_Brief_: Turn the lines of the records below into a Markdown table with the columns Row and Line, giving each line a row number and leaving out blank lines. Include only the lines from the one that contains "of the wispy" through the one that contains "pixel 143 71", both ends included.

►

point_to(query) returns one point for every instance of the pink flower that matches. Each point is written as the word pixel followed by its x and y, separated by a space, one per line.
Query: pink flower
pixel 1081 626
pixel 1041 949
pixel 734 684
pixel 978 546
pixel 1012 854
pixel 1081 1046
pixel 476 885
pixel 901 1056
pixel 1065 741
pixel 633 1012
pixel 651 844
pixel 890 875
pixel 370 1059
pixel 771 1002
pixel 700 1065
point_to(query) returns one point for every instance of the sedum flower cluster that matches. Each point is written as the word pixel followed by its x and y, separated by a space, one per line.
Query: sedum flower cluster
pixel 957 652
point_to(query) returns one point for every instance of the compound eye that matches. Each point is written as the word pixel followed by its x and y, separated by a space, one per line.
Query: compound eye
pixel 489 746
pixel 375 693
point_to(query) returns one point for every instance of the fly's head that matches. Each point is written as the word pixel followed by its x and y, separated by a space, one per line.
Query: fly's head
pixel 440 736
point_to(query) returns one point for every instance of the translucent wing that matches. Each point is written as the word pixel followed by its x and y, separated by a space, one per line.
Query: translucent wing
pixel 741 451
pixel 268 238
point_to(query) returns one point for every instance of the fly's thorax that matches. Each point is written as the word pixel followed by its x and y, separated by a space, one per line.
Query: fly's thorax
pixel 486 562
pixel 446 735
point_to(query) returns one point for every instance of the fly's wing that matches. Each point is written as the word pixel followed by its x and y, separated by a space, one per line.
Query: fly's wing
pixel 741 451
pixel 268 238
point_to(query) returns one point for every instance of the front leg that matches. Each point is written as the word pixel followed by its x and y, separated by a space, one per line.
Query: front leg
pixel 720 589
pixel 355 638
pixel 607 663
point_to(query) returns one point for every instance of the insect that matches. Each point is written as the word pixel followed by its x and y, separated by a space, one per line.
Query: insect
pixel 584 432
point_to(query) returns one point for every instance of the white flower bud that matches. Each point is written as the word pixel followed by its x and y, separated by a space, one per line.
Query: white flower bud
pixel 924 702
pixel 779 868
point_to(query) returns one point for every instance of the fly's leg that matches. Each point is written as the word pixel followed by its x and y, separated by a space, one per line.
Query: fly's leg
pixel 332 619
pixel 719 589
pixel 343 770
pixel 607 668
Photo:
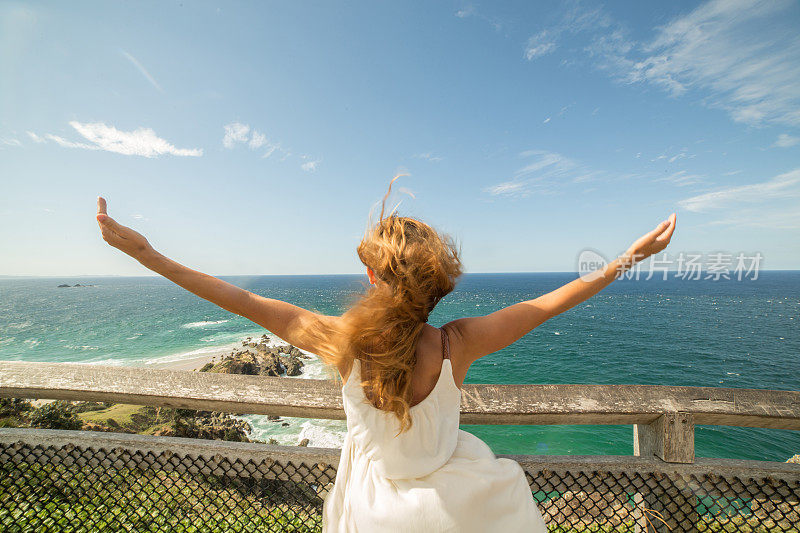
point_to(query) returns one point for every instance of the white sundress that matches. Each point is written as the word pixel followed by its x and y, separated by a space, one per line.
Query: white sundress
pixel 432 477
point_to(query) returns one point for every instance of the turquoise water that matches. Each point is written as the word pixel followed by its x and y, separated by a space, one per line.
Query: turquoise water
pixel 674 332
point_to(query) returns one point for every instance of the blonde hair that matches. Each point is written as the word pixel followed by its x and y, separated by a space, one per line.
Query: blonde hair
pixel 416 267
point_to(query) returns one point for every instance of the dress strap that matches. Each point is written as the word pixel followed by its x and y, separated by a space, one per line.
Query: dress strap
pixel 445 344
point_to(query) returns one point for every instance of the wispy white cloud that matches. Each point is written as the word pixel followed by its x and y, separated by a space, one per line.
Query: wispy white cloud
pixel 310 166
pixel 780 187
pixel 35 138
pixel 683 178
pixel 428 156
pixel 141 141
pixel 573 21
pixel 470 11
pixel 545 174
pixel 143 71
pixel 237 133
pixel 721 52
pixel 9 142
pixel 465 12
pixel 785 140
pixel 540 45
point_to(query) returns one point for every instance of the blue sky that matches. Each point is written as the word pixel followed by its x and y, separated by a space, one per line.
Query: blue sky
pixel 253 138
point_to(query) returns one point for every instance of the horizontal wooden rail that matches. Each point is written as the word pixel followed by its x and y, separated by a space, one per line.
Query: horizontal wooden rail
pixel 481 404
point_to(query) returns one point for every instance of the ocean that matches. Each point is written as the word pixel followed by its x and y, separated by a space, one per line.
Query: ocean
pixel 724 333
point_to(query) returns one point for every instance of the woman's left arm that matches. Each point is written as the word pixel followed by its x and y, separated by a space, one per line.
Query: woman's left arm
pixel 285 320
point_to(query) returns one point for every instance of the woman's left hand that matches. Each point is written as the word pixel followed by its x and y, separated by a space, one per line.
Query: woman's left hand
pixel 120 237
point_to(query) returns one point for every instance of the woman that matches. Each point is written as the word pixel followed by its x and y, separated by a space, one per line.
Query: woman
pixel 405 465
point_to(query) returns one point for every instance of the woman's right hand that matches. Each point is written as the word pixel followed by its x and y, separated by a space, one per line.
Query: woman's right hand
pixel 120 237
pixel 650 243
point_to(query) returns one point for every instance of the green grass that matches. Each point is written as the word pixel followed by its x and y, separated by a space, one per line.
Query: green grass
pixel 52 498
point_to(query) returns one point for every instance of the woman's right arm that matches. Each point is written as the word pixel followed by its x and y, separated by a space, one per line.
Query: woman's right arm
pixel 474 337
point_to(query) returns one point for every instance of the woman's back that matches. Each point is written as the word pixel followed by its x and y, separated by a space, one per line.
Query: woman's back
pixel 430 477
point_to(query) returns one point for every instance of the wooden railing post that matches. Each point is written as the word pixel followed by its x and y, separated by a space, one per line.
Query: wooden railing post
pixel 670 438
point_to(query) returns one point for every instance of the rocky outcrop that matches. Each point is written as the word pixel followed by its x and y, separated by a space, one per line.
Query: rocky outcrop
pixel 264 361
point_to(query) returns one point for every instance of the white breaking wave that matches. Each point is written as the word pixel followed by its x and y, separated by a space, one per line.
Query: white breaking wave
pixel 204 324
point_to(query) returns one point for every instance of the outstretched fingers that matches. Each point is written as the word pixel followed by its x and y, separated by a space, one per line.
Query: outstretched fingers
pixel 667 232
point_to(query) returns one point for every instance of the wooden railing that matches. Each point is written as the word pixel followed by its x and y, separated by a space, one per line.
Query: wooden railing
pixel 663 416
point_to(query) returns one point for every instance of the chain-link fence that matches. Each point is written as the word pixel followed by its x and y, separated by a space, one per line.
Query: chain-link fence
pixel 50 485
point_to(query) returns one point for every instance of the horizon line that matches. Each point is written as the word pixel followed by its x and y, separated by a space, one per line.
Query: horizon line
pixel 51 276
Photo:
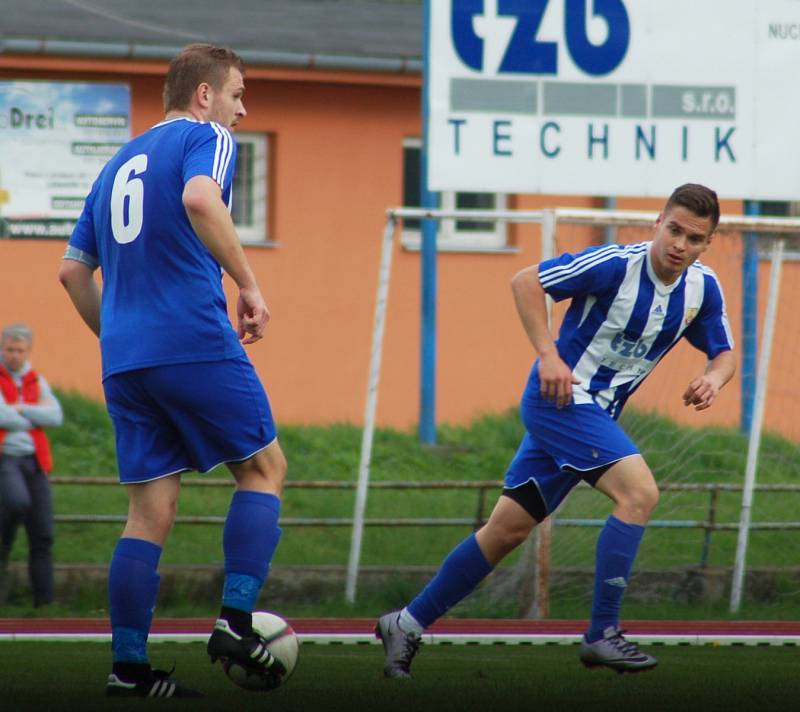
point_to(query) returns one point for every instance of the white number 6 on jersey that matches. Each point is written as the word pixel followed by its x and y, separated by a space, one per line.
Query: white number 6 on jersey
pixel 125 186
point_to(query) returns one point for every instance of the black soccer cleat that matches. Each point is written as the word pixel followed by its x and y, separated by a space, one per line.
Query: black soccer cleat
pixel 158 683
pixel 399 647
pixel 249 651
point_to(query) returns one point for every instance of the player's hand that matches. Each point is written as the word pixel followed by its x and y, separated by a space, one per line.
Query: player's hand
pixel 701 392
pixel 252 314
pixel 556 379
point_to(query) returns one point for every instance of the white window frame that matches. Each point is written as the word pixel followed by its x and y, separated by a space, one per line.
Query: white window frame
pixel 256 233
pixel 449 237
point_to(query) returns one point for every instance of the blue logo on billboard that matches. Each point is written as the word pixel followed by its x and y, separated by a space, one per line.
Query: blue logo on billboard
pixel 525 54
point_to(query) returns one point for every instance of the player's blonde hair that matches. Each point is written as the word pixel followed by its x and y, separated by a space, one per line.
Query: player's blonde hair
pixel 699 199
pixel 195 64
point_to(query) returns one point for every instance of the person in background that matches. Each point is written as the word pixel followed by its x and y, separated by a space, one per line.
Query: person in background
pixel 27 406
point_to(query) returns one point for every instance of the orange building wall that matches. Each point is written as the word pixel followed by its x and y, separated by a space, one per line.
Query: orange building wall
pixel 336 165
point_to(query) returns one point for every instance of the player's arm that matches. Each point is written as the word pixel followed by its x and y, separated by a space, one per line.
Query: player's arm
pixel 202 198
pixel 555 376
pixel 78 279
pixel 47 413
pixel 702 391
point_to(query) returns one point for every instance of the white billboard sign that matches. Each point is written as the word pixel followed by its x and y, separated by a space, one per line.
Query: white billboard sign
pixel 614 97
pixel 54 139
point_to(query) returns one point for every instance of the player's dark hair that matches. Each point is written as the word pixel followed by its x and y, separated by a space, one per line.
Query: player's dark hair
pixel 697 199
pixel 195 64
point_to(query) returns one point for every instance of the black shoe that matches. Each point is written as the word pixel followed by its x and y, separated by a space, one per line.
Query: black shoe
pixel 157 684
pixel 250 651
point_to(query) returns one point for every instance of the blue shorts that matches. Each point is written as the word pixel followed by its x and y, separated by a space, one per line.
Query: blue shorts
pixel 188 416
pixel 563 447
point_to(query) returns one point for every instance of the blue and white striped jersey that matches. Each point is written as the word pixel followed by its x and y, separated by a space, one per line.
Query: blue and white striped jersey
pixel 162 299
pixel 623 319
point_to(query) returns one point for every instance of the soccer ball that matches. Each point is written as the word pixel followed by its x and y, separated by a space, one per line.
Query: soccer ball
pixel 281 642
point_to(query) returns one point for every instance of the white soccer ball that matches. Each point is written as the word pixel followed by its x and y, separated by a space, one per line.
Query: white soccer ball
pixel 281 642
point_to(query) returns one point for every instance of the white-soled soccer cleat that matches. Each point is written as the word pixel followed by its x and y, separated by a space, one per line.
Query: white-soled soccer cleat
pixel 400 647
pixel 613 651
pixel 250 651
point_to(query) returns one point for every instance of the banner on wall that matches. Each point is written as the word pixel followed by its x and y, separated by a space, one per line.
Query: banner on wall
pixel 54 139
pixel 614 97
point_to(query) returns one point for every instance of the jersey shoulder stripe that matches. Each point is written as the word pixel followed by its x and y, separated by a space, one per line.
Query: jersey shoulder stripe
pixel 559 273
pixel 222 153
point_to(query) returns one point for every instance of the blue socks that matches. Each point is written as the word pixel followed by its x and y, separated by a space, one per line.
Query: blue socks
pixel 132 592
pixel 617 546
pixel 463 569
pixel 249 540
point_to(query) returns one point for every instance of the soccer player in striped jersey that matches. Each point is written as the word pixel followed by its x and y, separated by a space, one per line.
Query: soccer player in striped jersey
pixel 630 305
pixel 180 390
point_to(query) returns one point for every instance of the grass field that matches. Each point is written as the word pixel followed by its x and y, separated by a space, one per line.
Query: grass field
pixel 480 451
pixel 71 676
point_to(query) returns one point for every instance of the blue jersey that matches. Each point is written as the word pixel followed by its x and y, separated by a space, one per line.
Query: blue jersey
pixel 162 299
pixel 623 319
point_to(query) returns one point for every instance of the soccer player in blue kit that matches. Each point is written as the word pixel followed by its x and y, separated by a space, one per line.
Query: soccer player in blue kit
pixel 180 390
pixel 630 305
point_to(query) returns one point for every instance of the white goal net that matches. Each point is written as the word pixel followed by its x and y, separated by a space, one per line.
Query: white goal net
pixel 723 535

◄

_Task solution_:
| Row | Line |
|---|---|
| 1 | point_to(query) returns one point for every instance of the wispy white cloud that matches. Each point is written as the word pixel followed by its x and y, separated by a space, one per line. |
| 2 | Query: wispy white cloud |
| 3 | pixel 310 166 |
| 4 | pixel 780 187 |
| 5 | pixel 35 138 |
| 6 | pixel 683 178 |
| 7 | pixel 428 156 |
| 8 | pixel 141 141 |
| 9 | pixel 573 21 |
| 10 | pixel 470 11 |
| 11 | pixel 545 174 |
| 12 | pixel 143 71 |